» Data entries

• • • •

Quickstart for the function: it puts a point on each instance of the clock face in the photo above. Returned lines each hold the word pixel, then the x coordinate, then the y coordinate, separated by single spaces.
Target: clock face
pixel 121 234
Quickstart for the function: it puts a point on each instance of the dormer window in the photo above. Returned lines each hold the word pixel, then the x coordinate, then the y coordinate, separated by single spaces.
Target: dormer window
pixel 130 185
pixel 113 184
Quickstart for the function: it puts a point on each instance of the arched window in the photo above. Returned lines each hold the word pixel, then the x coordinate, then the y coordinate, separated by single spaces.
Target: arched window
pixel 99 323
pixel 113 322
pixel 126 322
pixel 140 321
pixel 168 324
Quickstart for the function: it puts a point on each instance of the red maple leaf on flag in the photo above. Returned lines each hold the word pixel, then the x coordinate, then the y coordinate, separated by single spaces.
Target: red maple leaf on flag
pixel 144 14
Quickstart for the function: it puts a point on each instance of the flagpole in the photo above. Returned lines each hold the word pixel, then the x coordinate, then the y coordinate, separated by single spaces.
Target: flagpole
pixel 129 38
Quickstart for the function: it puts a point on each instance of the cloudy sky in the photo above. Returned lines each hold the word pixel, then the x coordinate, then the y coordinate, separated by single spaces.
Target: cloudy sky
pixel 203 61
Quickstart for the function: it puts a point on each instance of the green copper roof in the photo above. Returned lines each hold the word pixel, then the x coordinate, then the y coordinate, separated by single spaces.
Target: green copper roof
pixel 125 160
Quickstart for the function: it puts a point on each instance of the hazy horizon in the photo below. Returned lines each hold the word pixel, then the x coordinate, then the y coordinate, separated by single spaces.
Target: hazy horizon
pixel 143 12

• • • •

» Instructions to follow
Gather all lines of the records that include the word "photo".

» Task response
Quickstart for the function: it puts a point on each instance of the clock face in the photo above. Returned lines each hold the word pixel, then the x coordinate, then the y coordinate, separated by single spaces.
Quickstart for the function: it puts a point on each instance of the dormer window in the photo above. Returned lines each hold the word pixel, then the x coordinate, then the y coordinate, separated by single spaces.
Quickstart for the function: it puts a point on each instance of the arched window in the photo above. Returned lines each hold the word pixel, then the x coordinate, then the y coordinate, separated by single spaces.
Quickstart for the function: it puts a point on each instance of the red maple leaf on flag in the photo above. Returned lines each hold the word pixel, then the x coordinate, then the y coordinate, separated by single spaces.
Quickstart for the function: it puts a point on each instance of the flagpole in the photo above. Returned lines each hold the word pixel, then the x coordinate, then the y coordinate, separated by single spaces.
Quickstart for the function: it puts a point on each instance of the cloudy sky in the photo above. Returned lines each hold the word pixel, then the x coordinate, then the y coordinate, separated by single spaces.
Quickstart for the function: it puts a point on each instance of the green copper roof in the photo above. Returned lines each hold the word pixel, then the x coordinate, then the y coordinate, separated by single spaces.
Quickstart for the function: it puts a point on each instance of the hazy horizon in the photo below. Returned lines each hold the word pixel, then the x coordinate, then the y coordinate, separated by single spaces.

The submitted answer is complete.